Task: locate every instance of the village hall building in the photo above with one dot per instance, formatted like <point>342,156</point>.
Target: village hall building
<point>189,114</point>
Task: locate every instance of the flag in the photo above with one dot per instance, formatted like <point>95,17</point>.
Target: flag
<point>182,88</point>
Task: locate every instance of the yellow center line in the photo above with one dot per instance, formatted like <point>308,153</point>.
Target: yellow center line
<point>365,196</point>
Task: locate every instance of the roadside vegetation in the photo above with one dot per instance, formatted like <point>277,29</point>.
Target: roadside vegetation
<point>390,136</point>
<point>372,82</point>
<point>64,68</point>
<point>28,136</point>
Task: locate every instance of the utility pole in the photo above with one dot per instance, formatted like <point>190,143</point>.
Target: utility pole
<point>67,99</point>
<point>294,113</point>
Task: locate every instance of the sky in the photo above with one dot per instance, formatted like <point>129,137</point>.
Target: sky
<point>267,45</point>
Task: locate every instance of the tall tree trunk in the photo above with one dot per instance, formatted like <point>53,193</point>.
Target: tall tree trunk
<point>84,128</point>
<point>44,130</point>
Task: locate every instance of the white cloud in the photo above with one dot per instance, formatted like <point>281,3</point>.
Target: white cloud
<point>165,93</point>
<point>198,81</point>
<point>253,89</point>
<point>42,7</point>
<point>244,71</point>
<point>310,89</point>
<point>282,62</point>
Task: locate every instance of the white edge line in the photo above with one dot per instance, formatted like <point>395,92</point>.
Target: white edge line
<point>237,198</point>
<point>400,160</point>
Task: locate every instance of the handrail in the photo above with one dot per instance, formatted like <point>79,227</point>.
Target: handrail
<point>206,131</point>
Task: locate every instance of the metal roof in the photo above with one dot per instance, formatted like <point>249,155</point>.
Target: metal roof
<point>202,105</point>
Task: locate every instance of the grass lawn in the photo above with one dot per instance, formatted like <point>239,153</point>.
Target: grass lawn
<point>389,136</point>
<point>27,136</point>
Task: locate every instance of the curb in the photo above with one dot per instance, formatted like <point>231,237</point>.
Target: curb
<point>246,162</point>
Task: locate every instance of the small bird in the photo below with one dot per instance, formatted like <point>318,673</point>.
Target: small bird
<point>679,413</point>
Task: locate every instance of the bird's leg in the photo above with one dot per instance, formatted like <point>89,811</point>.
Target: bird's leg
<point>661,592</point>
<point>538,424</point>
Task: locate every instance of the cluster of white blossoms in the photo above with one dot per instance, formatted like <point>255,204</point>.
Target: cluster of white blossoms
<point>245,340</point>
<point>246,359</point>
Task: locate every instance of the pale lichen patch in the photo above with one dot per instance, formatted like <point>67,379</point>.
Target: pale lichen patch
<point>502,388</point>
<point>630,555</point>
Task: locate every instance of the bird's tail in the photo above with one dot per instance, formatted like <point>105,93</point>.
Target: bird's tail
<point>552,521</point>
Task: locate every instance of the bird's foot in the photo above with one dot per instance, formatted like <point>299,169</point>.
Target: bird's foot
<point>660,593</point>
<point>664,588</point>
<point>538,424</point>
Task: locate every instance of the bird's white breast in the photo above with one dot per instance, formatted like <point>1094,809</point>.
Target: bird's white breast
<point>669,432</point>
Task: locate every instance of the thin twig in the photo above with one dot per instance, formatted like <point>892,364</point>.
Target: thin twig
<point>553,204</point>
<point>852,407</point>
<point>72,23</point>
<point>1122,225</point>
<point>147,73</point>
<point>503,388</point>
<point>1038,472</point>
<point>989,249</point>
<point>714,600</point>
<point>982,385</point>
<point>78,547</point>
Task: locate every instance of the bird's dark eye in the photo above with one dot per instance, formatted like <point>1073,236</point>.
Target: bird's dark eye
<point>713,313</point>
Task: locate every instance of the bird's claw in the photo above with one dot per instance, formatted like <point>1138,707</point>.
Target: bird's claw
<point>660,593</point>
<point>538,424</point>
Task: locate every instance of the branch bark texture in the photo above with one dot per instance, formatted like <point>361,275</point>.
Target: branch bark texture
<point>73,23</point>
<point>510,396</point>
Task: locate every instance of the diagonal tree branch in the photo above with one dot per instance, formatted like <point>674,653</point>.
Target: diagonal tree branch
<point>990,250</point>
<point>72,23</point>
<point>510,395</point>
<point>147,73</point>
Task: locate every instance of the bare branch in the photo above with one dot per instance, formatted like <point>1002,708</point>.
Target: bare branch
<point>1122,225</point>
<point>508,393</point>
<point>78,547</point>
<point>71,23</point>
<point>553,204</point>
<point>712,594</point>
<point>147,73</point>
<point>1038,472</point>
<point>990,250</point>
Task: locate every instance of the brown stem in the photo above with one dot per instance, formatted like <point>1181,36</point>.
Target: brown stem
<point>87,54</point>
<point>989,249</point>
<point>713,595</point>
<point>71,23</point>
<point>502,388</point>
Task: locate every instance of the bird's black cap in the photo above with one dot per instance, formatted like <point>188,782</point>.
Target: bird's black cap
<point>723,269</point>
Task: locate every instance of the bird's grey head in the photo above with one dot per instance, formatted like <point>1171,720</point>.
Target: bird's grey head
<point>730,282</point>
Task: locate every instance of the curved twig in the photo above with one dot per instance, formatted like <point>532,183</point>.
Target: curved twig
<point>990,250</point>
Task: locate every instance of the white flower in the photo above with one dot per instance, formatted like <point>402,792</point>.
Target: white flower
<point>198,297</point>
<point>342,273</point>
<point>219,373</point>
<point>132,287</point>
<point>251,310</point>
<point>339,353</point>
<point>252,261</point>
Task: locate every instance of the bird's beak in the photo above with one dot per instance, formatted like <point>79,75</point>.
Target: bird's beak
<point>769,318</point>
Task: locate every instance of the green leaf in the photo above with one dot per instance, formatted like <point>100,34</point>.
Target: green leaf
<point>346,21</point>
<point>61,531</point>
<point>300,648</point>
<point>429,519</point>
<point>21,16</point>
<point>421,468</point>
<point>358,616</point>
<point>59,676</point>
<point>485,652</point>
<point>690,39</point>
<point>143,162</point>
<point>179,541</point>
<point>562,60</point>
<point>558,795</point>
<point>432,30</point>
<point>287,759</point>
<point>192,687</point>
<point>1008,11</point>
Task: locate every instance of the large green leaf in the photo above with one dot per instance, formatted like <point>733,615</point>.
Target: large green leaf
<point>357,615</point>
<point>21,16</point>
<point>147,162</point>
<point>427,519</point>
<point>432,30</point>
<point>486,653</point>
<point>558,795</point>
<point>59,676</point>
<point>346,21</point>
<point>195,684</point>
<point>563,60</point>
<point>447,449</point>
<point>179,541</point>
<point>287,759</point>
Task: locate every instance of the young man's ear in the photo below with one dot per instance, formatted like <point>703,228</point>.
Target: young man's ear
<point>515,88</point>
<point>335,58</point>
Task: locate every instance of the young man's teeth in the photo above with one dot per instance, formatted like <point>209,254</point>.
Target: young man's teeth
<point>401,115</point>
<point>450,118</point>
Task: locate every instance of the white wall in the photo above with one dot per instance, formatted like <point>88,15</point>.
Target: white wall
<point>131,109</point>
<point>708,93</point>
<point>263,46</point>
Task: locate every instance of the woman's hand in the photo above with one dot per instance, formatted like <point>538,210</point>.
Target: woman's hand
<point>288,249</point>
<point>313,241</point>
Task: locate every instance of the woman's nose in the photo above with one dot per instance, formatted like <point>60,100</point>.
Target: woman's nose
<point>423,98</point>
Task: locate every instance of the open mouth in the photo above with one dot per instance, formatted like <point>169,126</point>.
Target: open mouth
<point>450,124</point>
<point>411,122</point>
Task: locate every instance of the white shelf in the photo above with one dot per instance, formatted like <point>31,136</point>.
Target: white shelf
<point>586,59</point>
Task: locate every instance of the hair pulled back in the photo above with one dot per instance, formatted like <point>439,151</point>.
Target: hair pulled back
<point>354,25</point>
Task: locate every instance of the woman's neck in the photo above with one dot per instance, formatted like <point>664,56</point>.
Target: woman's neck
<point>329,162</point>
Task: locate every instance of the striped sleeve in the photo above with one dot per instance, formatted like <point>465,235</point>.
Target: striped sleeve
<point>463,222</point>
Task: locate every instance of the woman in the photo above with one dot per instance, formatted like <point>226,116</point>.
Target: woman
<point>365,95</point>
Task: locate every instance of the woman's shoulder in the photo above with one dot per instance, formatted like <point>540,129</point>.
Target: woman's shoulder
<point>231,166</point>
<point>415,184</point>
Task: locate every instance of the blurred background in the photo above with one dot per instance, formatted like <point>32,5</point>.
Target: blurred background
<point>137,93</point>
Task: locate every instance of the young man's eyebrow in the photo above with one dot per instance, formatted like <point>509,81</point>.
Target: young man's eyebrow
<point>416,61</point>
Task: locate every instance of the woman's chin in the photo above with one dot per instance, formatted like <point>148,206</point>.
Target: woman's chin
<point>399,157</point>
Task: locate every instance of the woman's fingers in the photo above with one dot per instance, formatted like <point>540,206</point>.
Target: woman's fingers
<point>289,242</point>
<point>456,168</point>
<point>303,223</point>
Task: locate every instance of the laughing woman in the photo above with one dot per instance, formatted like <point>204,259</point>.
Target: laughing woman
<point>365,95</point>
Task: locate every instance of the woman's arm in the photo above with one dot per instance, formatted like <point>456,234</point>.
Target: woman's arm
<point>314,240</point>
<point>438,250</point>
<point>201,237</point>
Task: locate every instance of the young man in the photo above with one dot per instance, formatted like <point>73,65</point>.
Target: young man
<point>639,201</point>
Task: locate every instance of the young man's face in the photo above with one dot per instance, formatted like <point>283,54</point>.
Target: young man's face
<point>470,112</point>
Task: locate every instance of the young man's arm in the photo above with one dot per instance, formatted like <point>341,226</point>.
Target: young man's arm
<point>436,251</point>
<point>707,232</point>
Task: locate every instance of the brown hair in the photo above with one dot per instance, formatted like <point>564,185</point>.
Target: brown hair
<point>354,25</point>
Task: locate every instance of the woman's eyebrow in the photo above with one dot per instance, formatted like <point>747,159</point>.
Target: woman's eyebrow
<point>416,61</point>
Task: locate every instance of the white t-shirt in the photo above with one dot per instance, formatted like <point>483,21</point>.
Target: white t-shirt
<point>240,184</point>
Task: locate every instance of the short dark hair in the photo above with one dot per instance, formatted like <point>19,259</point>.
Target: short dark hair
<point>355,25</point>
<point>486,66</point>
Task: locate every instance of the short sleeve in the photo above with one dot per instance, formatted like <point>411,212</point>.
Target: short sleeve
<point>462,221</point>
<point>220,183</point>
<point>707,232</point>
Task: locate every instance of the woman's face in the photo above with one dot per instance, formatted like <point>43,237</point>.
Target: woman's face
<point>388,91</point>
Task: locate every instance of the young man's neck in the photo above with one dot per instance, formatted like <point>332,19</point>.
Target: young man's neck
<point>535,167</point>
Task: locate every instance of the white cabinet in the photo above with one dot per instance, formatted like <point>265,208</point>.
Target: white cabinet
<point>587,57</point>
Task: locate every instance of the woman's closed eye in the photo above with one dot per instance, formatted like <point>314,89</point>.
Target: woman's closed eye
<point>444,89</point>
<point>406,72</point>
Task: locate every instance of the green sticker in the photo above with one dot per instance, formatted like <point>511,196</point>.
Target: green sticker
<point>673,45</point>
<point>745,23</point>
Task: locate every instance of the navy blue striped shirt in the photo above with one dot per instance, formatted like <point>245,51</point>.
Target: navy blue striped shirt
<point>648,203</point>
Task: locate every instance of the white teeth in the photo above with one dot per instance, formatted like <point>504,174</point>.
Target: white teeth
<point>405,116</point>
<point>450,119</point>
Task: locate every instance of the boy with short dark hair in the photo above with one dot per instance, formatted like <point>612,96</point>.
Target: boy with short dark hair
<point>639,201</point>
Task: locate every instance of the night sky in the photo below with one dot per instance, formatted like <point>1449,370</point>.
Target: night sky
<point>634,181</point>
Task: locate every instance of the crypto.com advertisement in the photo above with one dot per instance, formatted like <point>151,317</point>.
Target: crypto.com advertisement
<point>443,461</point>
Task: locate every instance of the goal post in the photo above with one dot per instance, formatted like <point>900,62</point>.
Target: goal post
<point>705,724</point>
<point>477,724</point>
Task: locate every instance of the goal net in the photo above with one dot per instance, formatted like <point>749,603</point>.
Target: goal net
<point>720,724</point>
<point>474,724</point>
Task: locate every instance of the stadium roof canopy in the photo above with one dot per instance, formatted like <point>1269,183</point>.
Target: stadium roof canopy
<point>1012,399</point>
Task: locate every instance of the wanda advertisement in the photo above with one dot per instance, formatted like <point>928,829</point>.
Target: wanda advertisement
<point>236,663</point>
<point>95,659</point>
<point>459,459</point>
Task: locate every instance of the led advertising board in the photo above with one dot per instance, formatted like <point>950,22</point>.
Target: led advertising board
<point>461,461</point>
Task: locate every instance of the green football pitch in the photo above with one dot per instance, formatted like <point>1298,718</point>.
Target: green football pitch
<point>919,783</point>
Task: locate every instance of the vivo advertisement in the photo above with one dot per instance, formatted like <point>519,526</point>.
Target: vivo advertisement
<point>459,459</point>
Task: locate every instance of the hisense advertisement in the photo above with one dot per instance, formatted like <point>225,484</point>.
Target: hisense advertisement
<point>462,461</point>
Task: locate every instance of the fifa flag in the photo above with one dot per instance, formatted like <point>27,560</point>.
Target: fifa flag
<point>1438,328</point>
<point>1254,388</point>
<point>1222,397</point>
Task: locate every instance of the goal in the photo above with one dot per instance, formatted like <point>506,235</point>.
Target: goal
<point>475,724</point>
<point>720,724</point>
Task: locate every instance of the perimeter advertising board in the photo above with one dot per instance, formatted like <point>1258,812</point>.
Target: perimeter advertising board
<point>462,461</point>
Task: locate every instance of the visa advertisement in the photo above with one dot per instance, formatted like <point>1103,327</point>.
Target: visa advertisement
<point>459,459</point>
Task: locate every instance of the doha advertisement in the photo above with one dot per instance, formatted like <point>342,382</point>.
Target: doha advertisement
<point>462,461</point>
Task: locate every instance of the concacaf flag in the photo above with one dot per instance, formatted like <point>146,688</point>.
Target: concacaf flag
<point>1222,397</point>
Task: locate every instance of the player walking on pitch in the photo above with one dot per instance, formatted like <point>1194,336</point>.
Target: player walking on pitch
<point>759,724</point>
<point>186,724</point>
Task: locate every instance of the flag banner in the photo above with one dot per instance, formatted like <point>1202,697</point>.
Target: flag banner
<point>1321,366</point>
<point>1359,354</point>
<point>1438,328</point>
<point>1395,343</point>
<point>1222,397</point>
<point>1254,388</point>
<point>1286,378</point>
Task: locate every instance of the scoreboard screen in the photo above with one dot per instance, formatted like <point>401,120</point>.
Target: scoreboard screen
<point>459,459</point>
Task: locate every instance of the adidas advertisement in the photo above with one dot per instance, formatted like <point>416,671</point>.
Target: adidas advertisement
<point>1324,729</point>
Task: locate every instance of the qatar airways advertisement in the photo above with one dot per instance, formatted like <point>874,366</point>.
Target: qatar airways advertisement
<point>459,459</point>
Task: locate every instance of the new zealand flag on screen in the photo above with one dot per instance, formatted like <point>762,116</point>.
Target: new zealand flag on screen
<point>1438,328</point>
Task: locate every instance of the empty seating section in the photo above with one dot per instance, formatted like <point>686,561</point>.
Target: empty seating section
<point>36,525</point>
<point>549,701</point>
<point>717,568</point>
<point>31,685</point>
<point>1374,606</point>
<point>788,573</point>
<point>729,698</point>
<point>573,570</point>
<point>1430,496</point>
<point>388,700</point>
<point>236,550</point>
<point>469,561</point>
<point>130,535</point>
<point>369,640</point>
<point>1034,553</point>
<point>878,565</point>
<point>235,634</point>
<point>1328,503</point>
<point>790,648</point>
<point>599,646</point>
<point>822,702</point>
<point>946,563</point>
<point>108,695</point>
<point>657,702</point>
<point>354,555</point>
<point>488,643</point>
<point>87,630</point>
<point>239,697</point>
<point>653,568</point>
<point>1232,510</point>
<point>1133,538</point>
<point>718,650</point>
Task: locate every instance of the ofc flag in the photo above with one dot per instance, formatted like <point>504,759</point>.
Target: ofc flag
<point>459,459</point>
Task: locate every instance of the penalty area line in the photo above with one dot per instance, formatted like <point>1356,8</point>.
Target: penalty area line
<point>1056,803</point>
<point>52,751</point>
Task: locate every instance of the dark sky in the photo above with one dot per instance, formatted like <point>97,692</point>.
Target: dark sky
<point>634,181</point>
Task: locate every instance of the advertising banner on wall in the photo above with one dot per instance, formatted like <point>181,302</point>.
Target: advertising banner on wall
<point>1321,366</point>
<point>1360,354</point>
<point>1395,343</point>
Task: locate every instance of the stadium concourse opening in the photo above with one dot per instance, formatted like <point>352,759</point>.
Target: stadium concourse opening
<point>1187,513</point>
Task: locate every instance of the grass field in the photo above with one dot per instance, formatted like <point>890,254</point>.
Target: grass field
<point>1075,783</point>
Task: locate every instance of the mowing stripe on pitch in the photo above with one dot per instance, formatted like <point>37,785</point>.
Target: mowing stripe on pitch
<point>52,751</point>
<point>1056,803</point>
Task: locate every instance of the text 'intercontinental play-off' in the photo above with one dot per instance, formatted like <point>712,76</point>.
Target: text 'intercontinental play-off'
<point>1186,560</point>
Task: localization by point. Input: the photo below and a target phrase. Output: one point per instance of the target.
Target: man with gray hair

========

### WHAT YOU ARE ASKED TO DO
Return exactly the lines above from the line that has "Task: locate every instance of the crypto.com" through the line that has "Task: locate every instance of the led", inclusive, and nothing else.

### OUTPUT BELOW
Task: locate every instance of the crypto.com advertisement in the photo above with one dot per instance, formatted like <point>151,317</point>.
Target: crypto.com advertisement
<point>443,461</point>
Task: locate every instance of the goal post in the photo above with one dot per instance, formatted like <point>900,62</point>.
Target: goal post
<point>705,724</point>
<point>477,724</point>
Task: locate every instance of the goal net in the photo above with one dot per instance, formatted like <point>749,603</point>.
Target: goal net
<point>720,724</point>
<point>474,724</point>
Task: locate every instance of the stadium roof canopy in the photo above with one dot per instance, formatted like <point>1269,183</point>.
Target: stadium roof canopy
<point>1012,399</point>
Task: locate every instance of the wanda advertisement in the photo above with one dot per instance, formatted like <point>928,829</point>.
Target: wanda advertisement
<point>236,663</point>
<point>95,659</point>
<point>459,459</point>
Task: locate every instance of the led advertising board in the photo above with one dot per instance, formatted like <point>950,22</point>.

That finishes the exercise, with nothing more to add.